■ What to do ■
1. List every Major League Baseball organization that the Tommy John surgery text names.
2. In the Tommy John surgery text, change "shepherding" to "guiding" and write the passage out again, beginning at the words "That might seem" and stopping after "to full strength.".

■ Study text ■
>>

That might seem like a wide range of time for a return date, but it speaks to the unknown that still exists when it comes to returning from Tommy John. There are variables that all player-development departments are mindful of while shepherding talented pitchers back to full strength.
Things like age, size and number of innings thrown all are considered when coming up with a plan. The Nationals, for instance, treated Giolito different than they did Jordan Zimmermann and Stephen Strasburg. First-round pick Erick Fedde, who had surgery just before the Draft, will also have his own individualized treatment plan. Giolito is a little more complicated, given his physical maturity (6-foot-6, 255 pounds) compared to his age (he turned 20 in July).
"We wanted to build a foundation for him and recognize the past," Harris said. "If he had experienced a greater number of innings pitched prior to T.J., where he is in his maturation as a man, all these variables are important in the decision making. We want to maximize the foundation and stretch the season.
"He is more mature physically than the majority of most high school draftees. He's still developing as a man and we're cognizant of that. There's a certain baseline there to work off of, but we do detail it to the individual, based on age, prior innings, and what time of the year the player has Tommy John allows you to do some things differently."
Giolito should be able to give his former high school teammate Max Fried of the Padres (No. 71) some advice. Even though they are much different pitchers -- Fried is left-handed and has a much slighter build -- he had his surgery just recently, the same time of year Giolito had his done. Fried is expected to miss most of next season.
Teams are so comfortable with the success of the surgery that they aren't shying away from drafting players who need it. Giolito's was done two months after he was taken, but the Nats took Fedde in the first round and the Blue Jays took Jeff Hoffman (No. 93 on the Top 100) at No. 9 overall. Both players had the surgery pre-Draft, but the organizations believed it was worth rolling the dice.
"We just felt the talent was too good to walk away from," Blue Jays director of amateur scouting Brian Parker said at the time of the Draft. "This guy was going go top three, top four picks prior to his injury, and we just felt like even with the Tommy John, this was a good gamble for us."
Having so much more information on the surgery and how to rehab helps build that comfort level. Graham mentioned a database that Walker and the medical staff with the Orioles can consult, using other experiences to help build a plan for Bundy. Walker himself helped rehab Alfredo Simon and Tsuyoshi Wada, both of whom are pitching in the big leagues now. Medical coordinators also share information with each other. The more that's known, the better chance of full recovery.
And that points everyone in the right direction, toward the future. The hope is that the elbow reconstruction will be just a thing of the past for each of these prospects, a small stumbling block along the way to a long and healthy big league career. Caution will still be taken, especially in what's the early going for each of these young pitchers, but bigger and better things are expected.
"We're cognizant of all of our players' volume, T.J. or not," Harris said. "We constantly monitor volume, we'll be mindful of that going forward with Giolito. But I'm sure he'll be looking forward to 2015 as much as we are with him."
"We absolutely anticipate to being back to the pre-surgery Dylan Bundy," Graham said. "Pitchers control their own destiny. You have to take notice of pitches as well as innings. We have to be good decision-makers on our end."

<<

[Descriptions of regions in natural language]
>>

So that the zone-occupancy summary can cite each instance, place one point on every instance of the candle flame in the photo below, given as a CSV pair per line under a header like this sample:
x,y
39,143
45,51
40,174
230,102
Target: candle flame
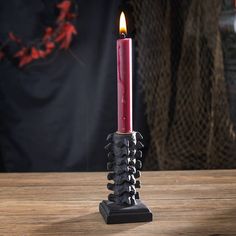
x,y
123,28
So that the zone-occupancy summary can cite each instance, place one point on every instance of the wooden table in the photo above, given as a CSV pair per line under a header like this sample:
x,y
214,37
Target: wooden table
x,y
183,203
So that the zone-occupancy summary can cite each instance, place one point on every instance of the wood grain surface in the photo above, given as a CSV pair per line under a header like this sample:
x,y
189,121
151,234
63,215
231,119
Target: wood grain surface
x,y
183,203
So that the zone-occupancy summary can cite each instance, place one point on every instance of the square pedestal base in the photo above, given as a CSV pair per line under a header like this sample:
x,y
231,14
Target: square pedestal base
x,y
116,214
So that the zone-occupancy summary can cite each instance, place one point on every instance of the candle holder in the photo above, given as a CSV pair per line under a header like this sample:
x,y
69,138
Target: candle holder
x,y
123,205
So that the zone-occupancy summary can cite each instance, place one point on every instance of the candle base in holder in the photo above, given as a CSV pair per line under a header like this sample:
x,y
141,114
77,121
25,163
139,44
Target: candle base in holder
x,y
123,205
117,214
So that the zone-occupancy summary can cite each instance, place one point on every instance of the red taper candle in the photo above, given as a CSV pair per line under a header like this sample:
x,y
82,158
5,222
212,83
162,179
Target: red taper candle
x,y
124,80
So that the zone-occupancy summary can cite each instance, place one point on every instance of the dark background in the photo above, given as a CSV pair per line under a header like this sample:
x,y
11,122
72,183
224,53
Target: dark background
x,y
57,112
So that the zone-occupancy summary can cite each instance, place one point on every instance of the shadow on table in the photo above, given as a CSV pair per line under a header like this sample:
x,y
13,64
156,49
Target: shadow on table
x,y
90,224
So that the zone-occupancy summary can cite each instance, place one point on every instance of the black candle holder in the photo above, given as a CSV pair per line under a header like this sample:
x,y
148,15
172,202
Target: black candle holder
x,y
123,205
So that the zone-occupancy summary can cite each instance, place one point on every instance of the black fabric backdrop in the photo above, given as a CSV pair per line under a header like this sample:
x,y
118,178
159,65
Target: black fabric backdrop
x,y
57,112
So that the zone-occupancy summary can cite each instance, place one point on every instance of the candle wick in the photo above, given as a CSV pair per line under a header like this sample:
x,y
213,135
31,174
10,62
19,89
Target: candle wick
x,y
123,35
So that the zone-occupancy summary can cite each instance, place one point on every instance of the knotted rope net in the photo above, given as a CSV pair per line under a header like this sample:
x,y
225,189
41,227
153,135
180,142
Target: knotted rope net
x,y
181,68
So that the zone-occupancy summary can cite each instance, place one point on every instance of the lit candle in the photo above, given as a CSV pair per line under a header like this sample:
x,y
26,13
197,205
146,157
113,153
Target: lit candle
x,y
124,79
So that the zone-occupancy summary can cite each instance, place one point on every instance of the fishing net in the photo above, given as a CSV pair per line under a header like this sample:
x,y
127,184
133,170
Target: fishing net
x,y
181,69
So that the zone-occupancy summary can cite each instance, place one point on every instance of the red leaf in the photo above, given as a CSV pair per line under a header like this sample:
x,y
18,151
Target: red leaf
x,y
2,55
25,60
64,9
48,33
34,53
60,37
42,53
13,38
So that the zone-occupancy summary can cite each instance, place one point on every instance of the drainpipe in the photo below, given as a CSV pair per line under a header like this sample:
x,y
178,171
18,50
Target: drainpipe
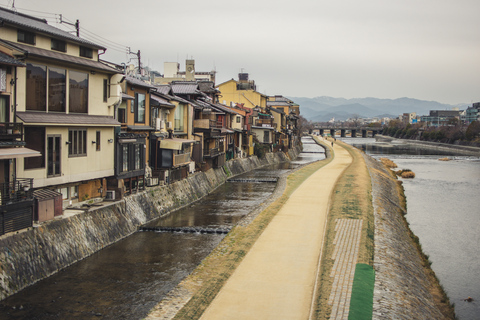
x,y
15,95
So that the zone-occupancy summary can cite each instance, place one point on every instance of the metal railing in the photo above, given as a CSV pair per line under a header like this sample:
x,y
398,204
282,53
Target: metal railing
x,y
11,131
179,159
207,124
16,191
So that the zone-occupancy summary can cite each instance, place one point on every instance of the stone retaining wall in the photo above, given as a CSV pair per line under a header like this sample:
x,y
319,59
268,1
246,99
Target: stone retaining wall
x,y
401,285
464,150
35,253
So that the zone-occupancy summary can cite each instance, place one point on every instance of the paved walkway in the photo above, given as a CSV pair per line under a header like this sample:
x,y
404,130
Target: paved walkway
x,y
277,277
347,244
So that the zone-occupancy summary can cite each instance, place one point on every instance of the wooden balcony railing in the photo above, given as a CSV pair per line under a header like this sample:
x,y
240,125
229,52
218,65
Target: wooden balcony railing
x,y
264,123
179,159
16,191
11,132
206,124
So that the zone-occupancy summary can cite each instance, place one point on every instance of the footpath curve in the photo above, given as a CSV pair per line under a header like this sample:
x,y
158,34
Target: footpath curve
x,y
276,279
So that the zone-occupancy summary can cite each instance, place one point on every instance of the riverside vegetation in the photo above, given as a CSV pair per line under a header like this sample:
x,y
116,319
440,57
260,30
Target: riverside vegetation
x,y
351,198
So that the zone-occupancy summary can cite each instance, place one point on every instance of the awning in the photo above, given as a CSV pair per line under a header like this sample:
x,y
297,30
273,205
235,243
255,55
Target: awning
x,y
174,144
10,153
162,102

<<

■ Solutions to each task ■
1. Nationals, Padres, Blue Jays, Orioles

2.
That might seem like a wide range of time for a return date, but it speaks to the unknown that still exists when it comes to returning from Tommy John. There are variables that all player-development departments are mindful of while guiding talented pitchers back to full strength.